Find every line in the material below that contains the word "water" and copy each one.

-- START EXERCISE INPUTS --

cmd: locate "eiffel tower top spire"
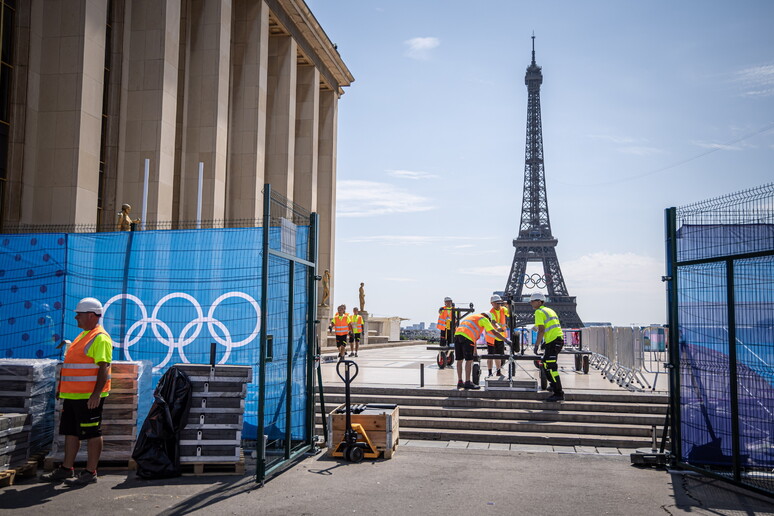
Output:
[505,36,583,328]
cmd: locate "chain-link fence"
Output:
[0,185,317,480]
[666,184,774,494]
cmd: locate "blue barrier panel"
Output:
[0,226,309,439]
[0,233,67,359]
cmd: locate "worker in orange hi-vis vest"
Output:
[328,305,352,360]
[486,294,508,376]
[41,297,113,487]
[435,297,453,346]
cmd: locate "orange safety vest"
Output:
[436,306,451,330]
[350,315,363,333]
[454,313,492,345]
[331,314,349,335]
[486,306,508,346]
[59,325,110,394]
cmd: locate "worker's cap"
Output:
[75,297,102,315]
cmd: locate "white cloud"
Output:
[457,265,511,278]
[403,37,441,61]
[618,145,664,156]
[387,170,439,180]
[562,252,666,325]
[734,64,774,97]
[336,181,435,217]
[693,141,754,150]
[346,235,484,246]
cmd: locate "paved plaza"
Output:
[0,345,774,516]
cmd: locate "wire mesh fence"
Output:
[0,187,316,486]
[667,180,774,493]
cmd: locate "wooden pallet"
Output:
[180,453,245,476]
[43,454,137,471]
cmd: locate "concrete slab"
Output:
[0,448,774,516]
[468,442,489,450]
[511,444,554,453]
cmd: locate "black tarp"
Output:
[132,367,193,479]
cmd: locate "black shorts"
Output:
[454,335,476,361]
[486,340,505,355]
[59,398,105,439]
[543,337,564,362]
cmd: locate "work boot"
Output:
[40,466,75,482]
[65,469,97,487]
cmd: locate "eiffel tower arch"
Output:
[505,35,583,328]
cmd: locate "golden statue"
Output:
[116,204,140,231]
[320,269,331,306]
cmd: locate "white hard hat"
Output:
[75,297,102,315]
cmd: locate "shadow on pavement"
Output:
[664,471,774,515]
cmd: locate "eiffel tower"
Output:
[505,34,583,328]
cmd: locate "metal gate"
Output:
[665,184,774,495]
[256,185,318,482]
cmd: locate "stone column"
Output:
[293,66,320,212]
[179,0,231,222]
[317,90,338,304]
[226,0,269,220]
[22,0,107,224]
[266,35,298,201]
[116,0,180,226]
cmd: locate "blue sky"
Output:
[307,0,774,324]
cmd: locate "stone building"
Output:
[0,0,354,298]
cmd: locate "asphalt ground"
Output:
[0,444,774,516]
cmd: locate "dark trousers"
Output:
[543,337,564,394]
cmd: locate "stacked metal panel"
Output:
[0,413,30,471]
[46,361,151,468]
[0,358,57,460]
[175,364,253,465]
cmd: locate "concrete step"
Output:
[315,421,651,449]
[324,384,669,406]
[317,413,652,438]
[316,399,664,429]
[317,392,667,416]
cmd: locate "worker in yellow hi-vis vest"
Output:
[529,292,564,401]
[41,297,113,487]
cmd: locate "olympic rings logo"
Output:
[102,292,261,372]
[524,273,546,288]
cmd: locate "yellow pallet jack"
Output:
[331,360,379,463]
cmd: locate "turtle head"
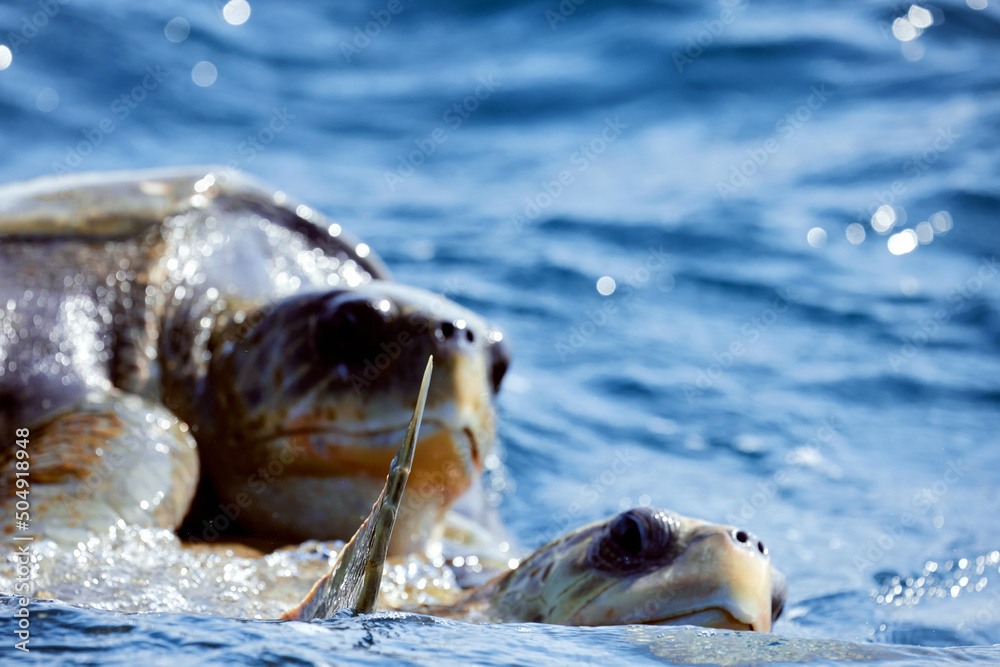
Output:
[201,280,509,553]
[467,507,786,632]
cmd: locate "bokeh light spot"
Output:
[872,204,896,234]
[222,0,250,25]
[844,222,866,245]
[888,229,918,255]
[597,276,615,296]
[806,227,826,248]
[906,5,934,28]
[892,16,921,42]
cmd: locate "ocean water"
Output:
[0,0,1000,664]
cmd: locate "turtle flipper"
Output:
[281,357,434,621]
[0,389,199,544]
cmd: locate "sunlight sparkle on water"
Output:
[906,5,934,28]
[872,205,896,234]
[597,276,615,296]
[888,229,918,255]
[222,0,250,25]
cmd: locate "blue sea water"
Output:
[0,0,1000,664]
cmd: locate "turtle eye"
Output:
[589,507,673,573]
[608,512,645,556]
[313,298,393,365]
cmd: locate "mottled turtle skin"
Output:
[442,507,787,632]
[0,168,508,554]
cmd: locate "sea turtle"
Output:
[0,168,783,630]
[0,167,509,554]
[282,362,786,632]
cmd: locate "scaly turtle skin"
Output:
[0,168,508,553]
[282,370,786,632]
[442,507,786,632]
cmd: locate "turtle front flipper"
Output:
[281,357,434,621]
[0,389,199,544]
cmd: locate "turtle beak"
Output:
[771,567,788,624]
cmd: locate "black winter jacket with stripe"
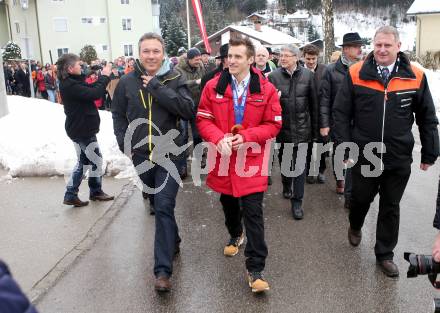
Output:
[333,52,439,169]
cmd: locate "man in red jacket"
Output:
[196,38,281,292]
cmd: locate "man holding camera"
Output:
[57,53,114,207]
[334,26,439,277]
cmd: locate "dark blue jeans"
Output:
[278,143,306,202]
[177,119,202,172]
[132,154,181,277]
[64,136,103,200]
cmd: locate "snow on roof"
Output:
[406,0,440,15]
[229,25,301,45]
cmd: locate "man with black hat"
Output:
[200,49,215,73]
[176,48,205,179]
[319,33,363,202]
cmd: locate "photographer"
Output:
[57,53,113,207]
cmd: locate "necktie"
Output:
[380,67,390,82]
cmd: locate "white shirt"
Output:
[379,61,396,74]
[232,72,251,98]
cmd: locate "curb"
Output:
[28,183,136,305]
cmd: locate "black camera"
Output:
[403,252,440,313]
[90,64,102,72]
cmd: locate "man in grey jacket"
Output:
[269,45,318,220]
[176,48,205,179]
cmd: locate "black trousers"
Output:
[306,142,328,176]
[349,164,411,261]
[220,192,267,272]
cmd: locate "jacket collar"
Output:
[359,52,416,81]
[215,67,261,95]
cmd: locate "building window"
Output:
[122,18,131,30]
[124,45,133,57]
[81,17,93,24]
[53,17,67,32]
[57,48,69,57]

-- END EXERCISE INPUTS --
-- START EXERCISE INPUTS --

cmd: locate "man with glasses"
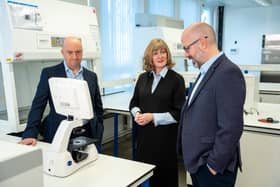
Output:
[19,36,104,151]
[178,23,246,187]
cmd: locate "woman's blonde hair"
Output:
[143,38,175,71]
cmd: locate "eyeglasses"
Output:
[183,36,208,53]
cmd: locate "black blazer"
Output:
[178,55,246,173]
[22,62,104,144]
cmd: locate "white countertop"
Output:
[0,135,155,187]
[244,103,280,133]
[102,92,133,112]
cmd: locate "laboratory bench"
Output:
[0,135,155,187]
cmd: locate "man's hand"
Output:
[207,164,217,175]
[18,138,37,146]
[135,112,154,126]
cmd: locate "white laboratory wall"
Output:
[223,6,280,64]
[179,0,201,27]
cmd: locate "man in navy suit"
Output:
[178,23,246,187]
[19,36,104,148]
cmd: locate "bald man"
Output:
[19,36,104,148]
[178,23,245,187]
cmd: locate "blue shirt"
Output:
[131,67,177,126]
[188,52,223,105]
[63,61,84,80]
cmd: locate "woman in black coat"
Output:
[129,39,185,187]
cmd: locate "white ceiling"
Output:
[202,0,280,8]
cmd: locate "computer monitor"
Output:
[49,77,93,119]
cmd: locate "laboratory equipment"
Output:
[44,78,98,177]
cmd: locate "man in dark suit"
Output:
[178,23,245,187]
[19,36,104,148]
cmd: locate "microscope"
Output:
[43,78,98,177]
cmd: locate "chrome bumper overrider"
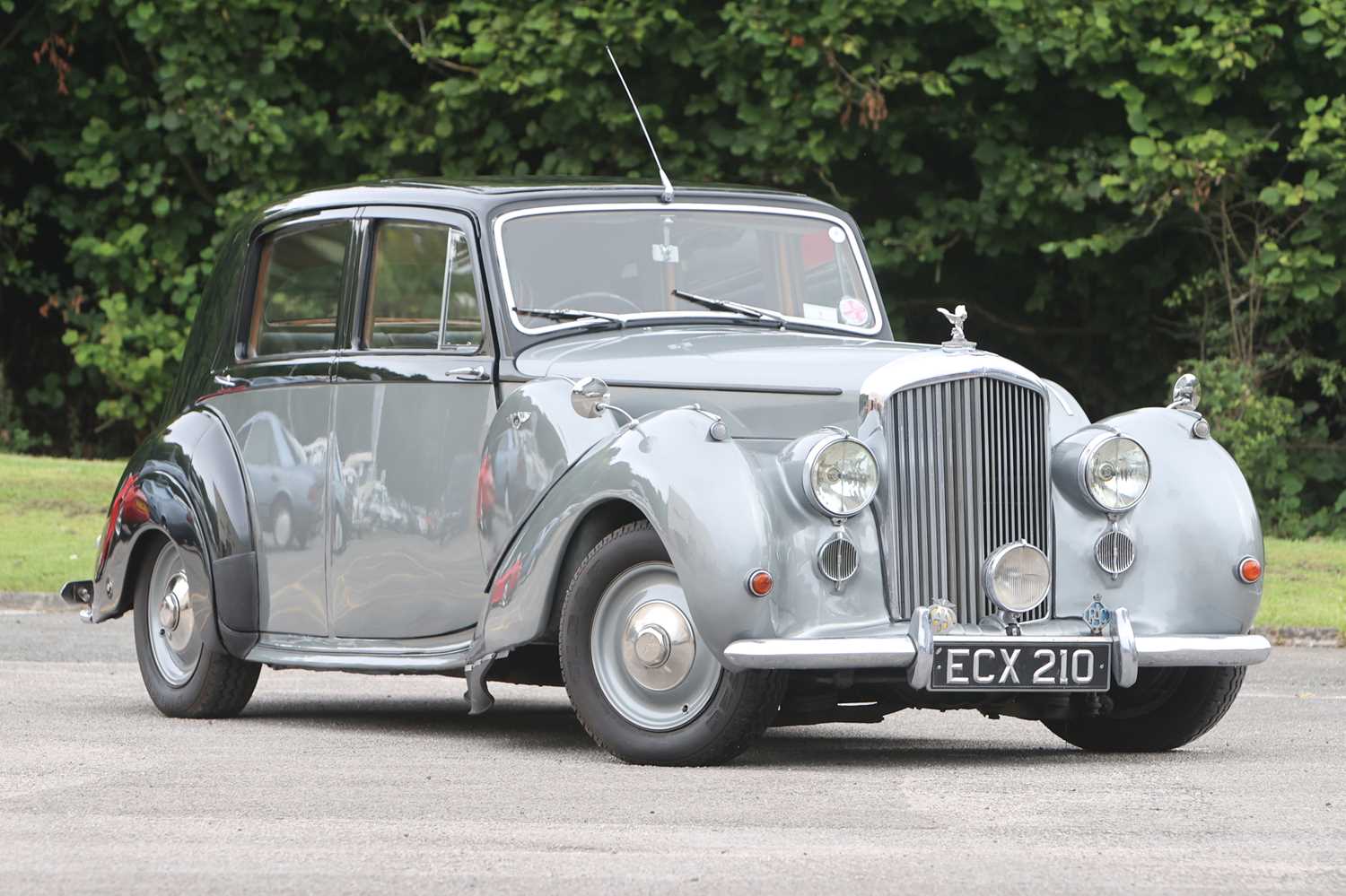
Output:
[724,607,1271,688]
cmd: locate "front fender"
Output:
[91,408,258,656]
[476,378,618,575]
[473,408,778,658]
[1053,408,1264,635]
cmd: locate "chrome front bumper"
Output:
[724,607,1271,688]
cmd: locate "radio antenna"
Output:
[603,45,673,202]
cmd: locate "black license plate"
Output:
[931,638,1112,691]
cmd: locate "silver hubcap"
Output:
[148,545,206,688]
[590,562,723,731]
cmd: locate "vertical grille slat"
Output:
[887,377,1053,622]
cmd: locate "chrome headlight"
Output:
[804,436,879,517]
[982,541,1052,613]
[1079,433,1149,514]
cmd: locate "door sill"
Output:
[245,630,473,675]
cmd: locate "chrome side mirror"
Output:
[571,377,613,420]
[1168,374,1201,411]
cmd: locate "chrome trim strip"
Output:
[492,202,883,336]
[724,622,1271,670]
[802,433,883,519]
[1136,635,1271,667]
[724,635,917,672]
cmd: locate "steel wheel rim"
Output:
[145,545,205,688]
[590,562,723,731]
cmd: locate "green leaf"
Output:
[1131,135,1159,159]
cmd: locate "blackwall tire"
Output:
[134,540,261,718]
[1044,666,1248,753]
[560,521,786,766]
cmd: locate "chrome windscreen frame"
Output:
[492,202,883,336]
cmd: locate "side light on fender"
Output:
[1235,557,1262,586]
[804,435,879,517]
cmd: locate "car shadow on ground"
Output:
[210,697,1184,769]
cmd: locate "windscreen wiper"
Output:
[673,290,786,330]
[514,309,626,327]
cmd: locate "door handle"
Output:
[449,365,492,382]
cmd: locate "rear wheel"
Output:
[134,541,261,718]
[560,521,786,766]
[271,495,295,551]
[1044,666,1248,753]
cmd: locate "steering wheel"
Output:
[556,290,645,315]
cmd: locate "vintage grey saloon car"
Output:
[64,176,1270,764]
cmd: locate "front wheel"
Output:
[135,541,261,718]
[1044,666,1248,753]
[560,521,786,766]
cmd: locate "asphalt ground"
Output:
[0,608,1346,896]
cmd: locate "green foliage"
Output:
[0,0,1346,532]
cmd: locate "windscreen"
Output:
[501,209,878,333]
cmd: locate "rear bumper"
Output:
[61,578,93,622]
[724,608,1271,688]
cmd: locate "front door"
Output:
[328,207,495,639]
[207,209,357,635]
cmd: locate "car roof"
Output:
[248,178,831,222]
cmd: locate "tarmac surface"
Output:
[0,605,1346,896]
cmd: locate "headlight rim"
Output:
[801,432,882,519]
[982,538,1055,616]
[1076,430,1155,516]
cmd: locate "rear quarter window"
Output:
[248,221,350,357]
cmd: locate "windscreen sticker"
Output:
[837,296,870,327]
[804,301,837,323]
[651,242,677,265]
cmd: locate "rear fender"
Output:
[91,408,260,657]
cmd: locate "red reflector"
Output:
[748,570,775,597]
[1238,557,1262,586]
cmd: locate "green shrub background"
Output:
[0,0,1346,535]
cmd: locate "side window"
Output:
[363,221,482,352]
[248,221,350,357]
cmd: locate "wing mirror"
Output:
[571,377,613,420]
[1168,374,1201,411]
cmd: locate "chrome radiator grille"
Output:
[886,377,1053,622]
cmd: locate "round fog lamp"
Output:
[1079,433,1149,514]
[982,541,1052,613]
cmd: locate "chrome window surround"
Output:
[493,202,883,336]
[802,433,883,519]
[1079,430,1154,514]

-- END EXERCISE INPUTS --
-- START EXERCISE INPUTS --

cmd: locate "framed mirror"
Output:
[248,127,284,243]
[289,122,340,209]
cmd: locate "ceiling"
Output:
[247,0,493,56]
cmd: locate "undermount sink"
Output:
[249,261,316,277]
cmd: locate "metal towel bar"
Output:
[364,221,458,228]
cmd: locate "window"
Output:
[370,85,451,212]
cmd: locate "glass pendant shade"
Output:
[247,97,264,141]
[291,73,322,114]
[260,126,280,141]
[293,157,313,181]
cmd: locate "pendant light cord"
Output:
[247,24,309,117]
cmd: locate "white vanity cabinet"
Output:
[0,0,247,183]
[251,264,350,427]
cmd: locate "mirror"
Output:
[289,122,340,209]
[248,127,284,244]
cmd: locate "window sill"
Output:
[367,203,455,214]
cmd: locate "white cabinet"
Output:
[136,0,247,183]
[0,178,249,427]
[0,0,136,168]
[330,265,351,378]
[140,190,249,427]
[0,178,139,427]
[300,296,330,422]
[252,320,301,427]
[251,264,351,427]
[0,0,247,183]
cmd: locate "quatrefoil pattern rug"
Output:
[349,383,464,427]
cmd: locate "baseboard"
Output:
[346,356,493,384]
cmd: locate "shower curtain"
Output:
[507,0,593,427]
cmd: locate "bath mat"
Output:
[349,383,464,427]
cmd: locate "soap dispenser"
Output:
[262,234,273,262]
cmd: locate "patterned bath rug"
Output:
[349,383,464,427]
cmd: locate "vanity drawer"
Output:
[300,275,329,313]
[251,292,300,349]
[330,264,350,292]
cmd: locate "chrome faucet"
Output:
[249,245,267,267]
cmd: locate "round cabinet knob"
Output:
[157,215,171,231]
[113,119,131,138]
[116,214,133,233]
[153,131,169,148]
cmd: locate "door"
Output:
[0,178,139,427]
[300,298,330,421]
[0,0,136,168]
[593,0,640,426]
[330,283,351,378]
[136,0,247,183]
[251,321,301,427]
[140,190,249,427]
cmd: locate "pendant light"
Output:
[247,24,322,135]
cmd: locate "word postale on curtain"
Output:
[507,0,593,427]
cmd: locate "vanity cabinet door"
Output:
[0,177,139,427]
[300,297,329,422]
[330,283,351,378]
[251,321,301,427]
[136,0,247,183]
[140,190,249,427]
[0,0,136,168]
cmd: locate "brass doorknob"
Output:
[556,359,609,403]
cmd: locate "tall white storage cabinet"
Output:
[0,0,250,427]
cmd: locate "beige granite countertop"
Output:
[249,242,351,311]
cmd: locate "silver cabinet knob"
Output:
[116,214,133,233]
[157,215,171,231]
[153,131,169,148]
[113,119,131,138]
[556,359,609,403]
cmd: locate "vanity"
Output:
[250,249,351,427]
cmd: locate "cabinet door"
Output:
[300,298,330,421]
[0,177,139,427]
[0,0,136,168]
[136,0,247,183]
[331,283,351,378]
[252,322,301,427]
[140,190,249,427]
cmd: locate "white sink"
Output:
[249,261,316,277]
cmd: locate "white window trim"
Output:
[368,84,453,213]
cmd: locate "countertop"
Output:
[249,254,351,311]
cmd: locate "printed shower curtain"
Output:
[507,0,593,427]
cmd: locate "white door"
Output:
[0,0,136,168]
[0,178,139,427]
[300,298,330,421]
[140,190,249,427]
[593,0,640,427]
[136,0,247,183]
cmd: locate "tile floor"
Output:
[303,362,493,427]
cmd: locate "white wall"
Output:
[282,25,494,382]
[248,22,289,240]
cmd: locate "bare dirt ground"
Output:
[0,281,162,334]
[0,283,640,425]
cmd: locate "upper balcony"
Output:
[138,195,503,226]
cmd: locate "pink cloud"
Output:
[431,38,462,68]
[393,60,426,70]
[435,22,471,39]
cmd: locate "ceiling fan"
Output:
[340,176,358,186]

-- END EXERCISE INPUTS --

### EXPECTED ANSWER
cmd: locate "ocean water"
cmd: locate "sunlight sparkle on water"
cmd: locate "blue sea water"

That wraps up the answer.